Start of Block
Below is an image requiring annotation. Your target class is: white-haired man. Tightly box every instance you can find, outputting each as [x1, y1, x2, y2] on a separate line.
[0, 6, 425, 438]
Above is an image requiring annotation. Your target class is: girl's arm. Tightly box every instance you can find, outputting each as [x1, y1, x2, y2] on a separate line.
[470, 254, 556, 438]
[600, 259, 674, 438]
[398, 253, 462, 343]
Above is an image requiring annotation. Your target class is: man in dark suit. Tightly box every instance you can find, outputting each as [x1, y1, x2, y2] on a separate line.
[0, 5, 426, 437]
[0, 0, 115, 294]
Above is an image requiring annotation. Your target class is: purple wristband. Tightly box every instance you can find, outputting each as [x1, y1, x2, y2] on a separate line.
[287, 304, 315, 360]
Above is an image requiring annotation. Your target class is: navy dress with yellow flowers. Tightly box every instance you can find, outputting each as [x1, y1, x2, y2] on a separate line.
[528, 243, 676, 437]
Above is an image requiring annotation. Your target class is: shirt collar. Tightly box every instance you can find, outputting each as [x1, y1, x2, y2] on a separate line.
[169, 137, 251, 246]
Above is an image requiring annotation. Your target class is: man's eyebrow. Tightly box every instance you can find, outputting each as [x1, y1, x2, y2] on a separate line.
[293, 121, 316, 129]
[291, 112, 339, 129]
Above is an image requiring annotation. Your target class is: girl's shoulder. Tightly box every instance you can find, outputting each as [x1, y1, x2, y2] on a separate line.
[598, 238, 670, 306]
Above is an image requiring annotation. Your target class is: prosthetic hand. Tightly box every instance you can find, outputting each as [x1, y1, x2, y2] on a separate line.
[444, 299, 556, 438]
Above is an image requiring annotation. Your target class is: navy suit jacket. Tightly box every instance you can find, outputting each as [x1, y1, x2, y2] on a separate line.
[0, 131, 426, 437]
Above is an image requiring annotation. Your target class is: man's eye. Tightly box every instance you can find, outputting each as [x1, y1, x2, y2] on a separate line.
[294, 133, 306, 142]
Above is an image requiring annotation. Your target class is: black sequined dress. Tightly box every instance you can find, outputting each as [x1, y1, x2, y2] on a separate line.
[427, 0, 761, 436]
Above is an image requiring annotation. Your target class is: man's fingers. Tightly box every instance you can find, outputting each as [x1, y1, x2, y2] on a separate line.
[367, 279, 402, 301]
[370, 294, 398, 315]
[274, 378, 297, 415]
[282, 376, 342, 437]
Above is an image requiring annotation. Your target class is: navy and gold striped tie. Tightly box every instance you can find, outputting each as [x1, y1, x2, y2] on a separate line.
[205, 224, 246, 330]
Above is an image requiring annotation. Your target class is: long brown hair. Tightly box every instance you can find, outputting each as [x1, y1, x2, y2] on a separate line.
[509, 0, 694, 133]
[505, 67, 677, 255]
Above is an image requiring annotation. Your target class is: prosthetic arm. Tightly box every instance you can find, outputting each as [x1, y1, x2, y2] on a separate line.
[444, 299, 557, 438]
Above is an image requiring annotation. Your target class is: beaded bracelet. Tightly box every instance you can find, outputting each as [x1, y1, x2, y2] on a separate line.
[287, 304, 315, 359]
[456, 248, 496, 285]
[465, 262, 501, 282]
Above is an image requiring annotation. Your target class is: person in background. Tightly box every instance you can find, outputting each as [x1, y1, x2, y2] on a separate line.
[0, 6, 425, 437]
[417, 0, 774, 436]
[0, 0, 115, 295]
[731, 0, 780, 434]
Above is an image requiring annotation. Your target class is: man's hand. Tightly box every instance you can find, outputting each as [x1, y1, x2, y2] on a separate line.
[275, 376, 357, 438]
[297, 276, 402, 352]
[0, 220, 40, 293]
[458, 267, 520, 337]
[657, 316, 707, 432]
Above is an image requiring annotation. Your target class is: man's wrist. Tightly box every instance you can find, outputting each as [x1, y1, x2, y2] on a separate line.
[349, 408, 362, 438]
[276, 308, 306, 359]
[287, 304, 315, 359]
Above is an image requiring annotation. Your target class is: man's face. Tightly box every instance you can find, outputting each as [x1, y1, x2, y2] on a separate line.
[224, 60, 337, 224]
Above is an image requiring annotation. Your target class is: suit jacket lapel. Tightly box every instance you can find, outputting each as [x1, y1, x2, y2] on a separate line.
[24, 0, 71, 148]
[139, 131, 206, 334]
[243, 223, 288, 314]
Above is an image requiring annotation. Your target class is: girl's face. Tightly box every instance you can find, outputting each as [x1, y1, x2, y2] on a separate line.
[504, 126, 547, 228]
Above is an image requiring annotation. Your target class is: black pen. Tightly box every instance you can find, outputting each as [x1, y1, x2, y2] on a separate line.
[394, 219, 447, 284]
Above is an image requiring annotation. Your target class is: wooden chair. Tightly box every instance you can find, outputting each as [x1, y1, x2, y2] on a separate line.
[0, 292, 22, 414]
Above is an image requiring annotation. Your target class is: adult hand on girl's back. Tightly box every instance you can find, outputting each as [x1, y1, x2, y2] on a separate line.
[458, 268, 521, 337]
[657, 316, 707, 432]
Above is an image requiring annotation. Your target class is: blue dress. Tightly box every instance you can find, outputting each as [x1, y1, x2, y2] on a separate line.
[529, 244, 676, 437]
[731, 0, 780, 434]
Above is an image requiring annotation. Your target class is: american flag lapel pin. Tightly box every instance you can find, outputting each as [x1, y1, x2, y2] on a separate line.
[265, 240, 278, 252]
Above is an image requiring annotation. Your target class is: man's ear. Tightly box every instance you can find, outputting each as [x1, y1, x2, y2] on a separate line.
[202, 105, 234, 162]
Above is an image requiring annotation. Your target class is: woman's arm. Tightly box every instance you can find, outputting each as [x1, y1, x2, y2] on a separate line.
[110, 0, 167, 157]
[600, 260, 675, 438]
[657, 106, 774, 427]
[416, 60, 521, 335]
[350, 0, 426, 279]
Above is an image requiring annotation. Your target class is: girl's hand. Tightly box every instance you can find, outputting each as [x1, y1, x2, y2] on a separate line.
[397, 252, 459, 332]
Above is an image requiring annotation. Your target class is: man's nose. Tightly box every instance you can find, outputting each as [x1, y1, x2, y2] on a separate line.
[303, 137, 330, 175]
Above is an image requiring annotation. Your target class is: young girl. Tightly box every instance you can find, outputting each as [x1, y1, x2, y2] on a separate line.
End of Block
When you reach the end of the data, write every line out again verbatim.

Below is an image requiring annotation. Your target class is: white-haired man. Tightly box every instance you can find, outputting each as [x1, y1, x2, y2] on a separate line.
[0, 6, 425, 438]
Above is an image requiring annotation. Your target class is: girl's arm. Tightly box every instance you can find, outputting each as [x1, y1, x2, y2] on a separate line.
[470, 254, 556, 438]
[600, 259, 674, 438]
[398, 253, 462, 343]
Above is an image requiring annotation. Your target class is: man in dark suit. Tightly box every instance you can find, outputting each as [x1, y1, x2, y2] on a separate line.
[0, 5, 426, 437]
[0, 0, 115, 294]
Above is an image requiring annotation. Your target class is: purple wristband. Tightly box every instance you can find, outputting each as [x1, y1, x2, y2] on a separate line.
[287, 304, 315, 360]
Above is an image requiring annotation. Your target class is: navy dress with yellow flowers. Tightly box every instance you can find, outputting each as [x1, y1, x2, y2] on a separate line.
[528, 243, 676, 437]
Above is an image requiring annotation. Your target class is: shirt collar. Tightly box every instance you can find, outputting each as [x1, y1, x2, y2] on a separate line.
[169, 137, 251, 246]
Above is an image requiring annotation. Your target class is: man's eyebrow. Tightly box every instance you can find, outputting each as [x1, y1, x2, y2] on a separate line.
[293, 121, 316, 129]
[291, 112, 339, 129]
Above is an image requiring annotation. Your target class is: girl's shoulder. Tightly box every instance you can find, outputting each as [x1, y1, x2, y2] on a separate line.
[598, 238, 670, 306]
Above is an image requiring annotation. Your target class is: prosthetic hand. Tightly box every instance you can find, outputting each as [x1, y1, x2, y2] on a separate line.
[444, 299, 556, 438]
Above is an image requiring annotation. Your target class is: navy suit jacket. Tightly box every instance you can find, outputting each as [x1, y1, x2, y2] on a separate line.
[0, 131, 426, 437]
Above is an image requiring annotation. Your target class is: man's eye. Tightly box every instance you can find, outputting each as [x1, y1, x2, y2] on a separate line.
[294, 133, 306, 142]
Above is an image requiring annotation. Your target class is: black sequined dress. Tightly box every instance you can find, outputting each as [x1, y1, x2, y2] on a separate line.
[427, 0, 761, 436]
Above is an image requiring annotation. Your target class is: man's fingers. Tightly box every instance you can find, outputting each as [x1, y1, x2, y2] on a separate line.
[367, 279, 402, 301]
[370, 294, 398, 315]
[274, 378, 297, 415]
[282, 376, 342, 437]
Above is an image requiring annotation. Your target class is: navy and gold striped tie. Tightly box every instance you can find, outputting each as [x1, y1, x2, y2] on a separate line.
[205, 224, 246, 330]
Above is an image requiring annotation. Your target class is: long brown hair. Tightly box every instance you can find, outputting each as [x1, y1, x2, y2] on a separate line.
[509, 0, 694, 133]
[505, 67, 677, 255]
Above is an image requiring annotation. Your target class is: prosthetic arm. Tightly box every instance you can find, outputting each as [x1, y1, x2, y2] on a separate line.
[444, 299, 557, 438]
Above is an image requiring annotation. Your target class is: beaded bracelet. Tightly box every instance you can find, outputting each as [x1, y1, x2, y2] on a separate line.
[287, 304, 315, 359]
[456, 248, 496, 285]
[465, 262, 501, 282]
Above is an image requiring annotation. Your target class is: person in background. Tightly box every instance you can find, outputting each as [x1, y1, x2, y2] on a separate line.
[0, 6, 425, 437]
[417, 0, 774, 436]
[0, 0, 115, 295]
[731, 0, 780, 434]
Above is an image requiring annotation. Your target class is: man's hand. Tightly box every instance you can find, outputting each as [x1, y1, x2, y2] on a separate line.
[275, 376, 357, 438]
[297, 276, 402, 352]
[0, 220, 40, 293]
[458, 267, 520, 337]
[657, 316, 707, 432]
Above is an image requiring annotation. Your target class is: man's wrist. Tightly box every instance you can find, outputting each as [x1, y1, x2, y2] on a separate line.
[349, 408, 362, 438]
[276, 308, 306, 359]
[287, 304, 315, 359]
Above is an image requiring annotation. Your target class is: man's face. Tightly box every instance you can find, outputting each as [x1, y1, x2, y2] on a separate line.
[224, 60, 337, 224]
Above is an image requiring annotation. Your target class is: suit jacket lapel. Tightly box every instance you can find, outputting each as [x1, y1, x2, y2] on a separate line.
[24, 0, 71, 148]
[139, 131, 206, 334]
[243, 223, 288, 314]
Above is an image requiring annotation. Your target class is: girl's face. Tightly box every instance you can find, outputting each as [x1, y1, x2, y2] on a separate line.
[504, 126, 547, 228]
Above is an image requiring annotation. Your target class is: black pen. Tightly box every instance you can find, outputting each as [x1, y1, x2, y2] on a separate line.
[394, 219, 447, 284]
Above is an image requiring annotation. Your target class is: wooden chair. Tightly box every instance you can find, outputting each as [x1, y1, x2, y2] on a separate line.
[0, 292, 22, 414]
Above is an image requiring annotation. Your target class is: adult hand on girl's back. Tightly box every instance you can find, outputting each as [x1, y1, x2, y2] on a separate line.
[458, 268, 521, 337]
[657, 316, 707, 432]
Above is an image requiring annotation. Your target class is: blue dress. Tightly box every instance you can find, outputting each as [x1, y1, x2, y2] on a separate line.
[529, 244, 676, 437]
[731, 0, 780, 434]
Above is an image requiring annotation. Your target class is: american flag lapel pin. Tightly box every instance you can find, outputting each as [x1, y1, x2, y2] on a separate line.
[265, 240, 278, 252]
Above is an image requiring annotation. Your target class is: man's ear. Tightly box every instance you can find, outputting each as [x1, y1, x2, y2] on a separate line.
[202, 105, 234, 162]
Above is an image requiring annotation. Your target class is: woman's arm. Tightly box every instance you can find, outputting each as [x1, y1, x2, y2] on a separate line.
[110, 0, 167, 157]
[600, 260, 675, 438]
[657, 106, 774, 427]
[416, 60, 521, 335]
[350, 0, 426, 279]
Above is an image requiring annotation. Your target class is: girl's hand. Tightly box every instance you can find, outputting each as [x1, y1, x2, y2] on a separate line.
[397, 252, 459, 332]
Above is an image requiring annotation. Your target class is: man's nose. Tightly box every instance you can find, outputting each as [x1, y1, x2, y2] on a separate line.
[303, 137, 330, 175]
Above is an image requiring annotation. Your target class is: young girl. Tightly box every instance you can find, outputting each as [x1, y1, x2, y2] on a separate line.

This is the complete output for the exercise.